======== Data extract ========

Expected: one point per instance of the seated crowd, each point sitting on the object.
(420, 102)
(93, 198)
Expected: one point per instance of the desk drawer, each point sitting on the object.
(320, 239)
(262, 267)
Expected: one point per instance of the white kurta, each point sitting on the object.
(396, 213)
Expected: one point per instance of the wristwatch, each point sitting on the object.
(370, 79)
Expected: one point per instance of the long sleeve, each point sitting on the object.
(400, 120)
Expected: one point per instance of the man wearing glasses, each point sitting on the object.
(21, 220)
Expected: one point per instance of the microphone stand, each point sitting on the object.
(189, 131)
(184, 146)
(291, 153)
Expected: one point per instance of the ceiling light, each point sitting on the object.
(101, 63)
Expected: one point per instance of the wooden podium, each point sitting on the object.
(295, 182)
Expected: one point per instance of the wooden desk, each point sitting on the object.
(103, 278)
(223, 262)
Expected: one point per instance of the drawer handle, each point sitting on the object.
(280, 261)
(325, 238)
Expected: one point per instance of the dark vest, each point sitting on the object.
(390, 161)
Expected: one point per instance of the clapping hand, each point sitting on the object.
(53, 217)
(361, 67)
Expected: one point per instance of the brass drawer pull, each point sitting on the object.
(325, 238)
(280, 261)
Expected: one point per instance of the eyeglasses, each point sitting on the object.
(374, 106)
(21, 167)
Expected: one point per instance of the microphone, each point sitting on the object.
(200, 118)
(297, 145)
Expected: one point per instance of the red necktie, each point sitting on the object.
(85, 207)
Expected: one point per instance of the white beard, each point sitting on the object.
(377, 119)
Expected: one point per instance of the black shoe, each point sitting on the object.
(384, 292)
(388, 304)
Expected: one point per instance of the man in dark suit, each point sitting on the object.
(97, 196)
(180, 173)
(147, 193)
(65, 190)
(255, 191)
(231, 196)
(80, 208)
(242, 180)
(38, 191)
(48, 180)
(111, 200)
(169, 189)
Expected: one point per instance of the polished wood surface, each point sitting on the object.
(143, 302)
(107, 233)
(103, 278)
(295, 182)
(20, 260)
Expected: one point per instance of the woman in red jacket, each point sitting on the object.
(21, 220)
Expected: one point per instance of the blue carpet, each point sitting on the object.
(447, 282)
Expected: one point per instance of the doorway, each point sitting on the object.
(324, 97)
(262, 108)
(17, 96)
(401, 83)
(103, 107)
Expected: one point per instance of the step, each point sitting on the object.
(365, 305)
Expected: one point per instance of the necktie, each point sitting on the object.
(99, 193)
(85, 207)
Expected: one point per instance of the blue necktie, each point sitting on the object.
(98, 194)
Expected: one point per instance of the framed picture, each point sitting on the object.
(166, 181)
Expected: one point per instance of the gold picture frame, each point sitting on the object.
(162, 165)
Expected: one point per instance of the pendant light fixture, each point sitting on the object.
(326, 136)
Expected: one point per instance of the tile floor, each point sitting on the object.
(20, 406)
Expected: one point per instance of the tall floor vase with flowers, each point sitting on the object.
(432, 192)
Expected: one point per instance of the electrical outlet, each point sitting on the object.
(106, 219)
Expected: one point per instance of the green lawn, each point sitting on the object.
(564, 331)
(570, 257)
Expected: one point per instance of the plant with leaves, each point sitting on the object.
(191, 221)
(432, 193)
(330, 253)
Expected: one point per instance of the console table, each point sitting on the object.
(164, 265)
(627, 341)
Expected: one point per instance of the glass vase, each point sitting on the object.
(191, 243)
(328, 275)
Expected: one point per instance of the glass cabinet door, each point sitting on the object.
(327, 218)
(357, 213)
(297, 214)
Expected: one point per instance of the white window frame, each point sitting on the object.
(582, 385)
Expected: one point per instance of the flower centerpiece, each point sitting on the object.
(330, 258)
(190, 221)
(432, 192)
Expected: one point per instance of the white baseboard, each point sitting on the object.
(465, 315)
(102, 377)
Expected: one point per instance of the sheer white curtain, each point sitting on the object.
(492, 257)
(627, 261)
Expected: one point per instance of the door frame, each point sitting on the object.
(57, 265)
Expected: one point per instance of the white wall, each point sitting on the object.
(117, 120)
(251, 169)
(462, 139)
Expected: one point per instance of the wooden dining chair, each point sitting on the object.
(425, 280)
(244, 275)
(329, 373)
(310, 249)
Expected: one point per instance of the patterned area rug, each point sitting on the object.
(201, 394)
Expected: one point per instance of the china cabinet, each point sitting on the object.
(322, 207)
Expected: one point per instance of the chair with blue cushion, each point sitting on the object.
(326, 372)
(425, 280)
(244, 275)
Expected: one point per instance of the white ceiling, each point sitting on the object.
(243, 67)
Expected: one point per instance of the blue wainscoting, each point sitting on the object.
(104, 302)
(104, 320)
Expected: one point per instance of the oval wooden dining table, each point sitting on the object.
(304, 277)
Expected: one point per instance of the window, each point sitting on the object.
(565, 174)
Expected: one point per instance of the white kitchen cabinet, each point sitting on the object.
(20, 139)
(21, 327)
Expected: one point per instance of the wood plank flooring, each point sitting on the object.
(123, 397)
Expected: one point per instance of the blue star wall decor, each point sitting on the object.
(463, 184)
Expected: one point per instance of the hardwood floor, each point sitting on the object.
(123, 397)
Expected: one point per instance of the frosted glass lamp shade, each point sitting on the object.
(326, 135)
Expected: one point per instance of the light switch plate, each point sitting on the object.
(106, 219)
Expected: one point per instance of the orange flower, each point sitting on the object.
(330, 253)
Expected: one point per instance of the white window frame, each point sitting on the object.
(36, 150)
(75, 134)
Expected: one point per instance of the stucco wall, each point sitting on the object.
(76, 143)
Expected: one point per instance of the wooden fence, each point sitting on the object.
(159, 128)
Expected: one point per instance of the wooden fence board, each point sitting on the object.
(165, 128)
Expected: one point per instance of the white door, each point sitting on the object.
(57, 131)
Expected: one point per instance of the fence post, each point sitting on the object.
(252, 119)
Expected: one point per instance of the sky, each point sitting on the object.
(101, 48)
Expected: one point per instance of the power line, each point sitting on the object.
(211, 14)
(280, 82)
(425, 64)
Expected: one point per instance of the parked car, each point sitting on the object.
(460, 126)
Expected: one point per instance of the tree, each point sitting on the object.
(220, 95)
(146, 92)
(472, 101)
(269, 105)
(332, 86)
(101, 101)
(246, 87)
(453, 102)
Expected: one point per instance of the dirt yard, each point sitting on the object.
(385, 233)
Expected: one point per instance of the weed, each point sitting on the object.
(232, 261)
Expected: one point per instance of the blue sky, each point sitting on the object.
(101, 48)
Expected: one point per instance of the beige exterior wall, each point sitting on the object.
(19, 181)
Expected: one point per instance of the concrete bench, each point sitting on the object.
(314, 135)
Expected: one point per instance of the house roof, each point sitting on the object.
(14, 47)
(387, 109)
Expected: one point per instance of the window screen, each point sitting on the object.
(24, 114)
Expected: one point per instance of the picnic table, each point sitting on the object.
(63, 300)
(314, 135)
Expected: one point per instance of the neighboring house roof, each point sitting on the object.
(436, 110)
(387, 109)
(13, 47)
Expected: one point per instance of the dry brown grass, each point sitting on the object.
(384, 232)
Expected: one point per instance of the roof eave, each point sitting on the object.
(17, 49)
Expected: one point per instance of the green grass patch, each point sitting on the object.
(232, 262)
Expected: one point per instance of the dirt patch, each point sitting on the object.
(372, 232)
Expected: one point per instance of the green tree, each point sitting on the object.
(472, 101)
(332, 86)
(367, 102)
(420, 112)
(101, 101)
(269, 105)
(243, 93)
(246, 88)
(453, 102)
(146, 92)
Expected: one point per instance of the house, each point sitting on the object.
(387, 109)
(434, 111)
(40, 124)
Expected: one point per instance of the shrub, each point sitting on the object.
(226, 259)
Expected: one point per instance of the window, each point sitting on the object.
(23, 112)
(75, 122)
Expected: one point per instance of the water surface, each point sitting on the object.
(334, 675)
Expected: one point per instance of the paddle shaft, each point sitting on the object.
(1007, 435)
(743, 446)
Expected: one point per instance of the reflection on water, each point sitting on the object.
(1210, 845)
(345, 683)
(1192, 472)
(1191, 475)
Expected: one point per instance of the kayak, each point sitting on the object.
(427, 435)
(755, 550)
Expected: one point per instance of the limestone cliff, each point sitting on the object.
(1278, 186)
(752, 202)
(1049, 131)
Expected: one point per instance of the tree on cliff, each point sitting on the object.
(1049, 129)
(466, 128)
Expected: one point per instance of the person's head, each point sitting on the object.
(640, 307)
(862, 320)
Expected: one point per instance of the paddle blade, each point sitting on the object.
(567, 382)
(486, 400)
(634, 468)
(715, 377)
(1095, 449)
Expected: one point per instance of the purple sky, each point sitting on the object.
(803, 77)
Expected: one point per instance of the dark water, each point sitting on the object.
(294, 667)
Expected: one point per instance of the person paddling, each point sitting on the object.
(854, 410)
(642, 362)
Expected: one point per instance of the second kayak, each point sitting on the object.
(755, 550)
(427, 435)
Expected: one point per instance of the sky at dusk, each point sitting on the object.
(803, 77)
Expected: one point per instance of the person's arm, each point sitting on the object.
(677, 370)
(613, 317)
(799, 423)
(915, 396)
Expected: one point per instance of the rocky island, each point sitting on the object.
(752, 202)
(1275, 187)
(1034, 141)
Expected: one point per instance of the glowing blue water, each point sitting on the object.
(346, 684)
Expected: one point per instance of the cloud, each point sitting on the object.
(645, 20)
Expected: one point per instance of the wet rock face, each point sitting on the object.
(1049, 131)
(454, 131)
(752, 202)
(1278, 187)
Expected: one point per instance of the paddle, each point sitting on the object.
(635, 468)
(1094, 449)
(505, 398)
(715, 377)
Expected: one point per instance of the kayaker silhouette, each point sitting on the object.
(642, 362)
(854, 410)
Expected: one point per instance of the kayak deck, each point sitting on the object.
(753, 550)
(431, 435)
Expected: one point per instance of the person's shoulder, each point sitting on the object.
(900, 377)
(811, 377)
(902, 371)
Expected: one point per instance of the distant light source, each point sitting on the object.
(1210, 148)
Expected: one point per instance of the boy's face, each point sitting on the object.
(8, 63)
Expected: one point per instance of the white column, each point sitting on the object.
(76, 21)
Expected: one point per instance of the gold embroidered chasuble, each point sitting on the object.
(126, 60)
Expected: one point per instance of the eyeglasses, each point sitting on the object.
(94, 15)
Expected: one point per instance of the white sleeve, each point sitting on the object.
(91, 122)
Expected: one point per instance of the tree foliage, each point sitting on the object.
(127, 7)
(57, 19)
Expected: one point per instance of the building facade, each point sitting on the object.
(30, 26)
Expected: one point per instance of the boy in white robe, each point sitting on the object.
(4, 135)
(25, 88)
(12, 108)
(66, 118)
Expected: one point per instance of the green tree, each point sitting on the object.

========

■ Do this ■
Please extract exactly, and only, the lines from the line containing "Expected: one point per instance of the person's arm, each" through the last line of the records.

■ Answer below ■
Expected: one point per instance of the person's arm, each point sitting on the object.
(677, 370)
(613, 317)
(799, 423)
(915, 396)
Expected: one point per instance of the rocky island, each point sitting on the object.
(752, 202)
(1275, 187)
(1034, 141)
Expected: one point per instance of the glowing blue water, each point sitting on the object.
(346, 684)
Expected: one point per instance of the cloud, each point sitting on the object.
(645, 20)
Expected: one point per instance of the wet rock face, each point sitting on the object.
(1049, 131)
(454, 131)
(752, 202)
(1278, 187)
Expected: one point per instance of the paddle, each point sitting on the object.
(635, 468)
(1094, 449)
(505, 398)
(715, 377)
Expected: one point per instance of the kayaker silhouette, each point sitting on the object.
(642, 362)
(854, 410)
Expected: one point per instance of the kayak deck, each point sitting on the object.
(753, 550)
(431, 435)
Expected: one point per instance of the person's shoulder, each point sitting on the object.
(900, 377)
(811, 377)
(902, 371)
Expected: one point per instance of the distant light source, each point sitting on the object.
(1210, 148)
Expected: one point per instance of the boy's face, each point sitting on the object.
(8, 63)
Expected: one point per instance of the white column, each point sitting on the object.
(76, 21)
Expected: one point per instance of the gold embroidered chasuble, each point sitting on the object.
(126, 60)
Expected: one point per instance of the eyeglasses, each point sitting on the object.
(94, 15)
Expected: one point per instance of the white sleeve, each point sitting on the object.
(91, 122)
Expected: one point per instance of the tree foliage, each point sitting on the object.
(127, 7)
(57, 19)
Expected: one point per instance of the building facade, each point sitting on the object.
(30, 26)
Expected: one point per instance of the boy in white robe, each point sitting on the object.
(4, 135)
(25, 88)
(12, 108)
(66, 118)
Expected: one point per instance of the green tree, each point sitting on the object.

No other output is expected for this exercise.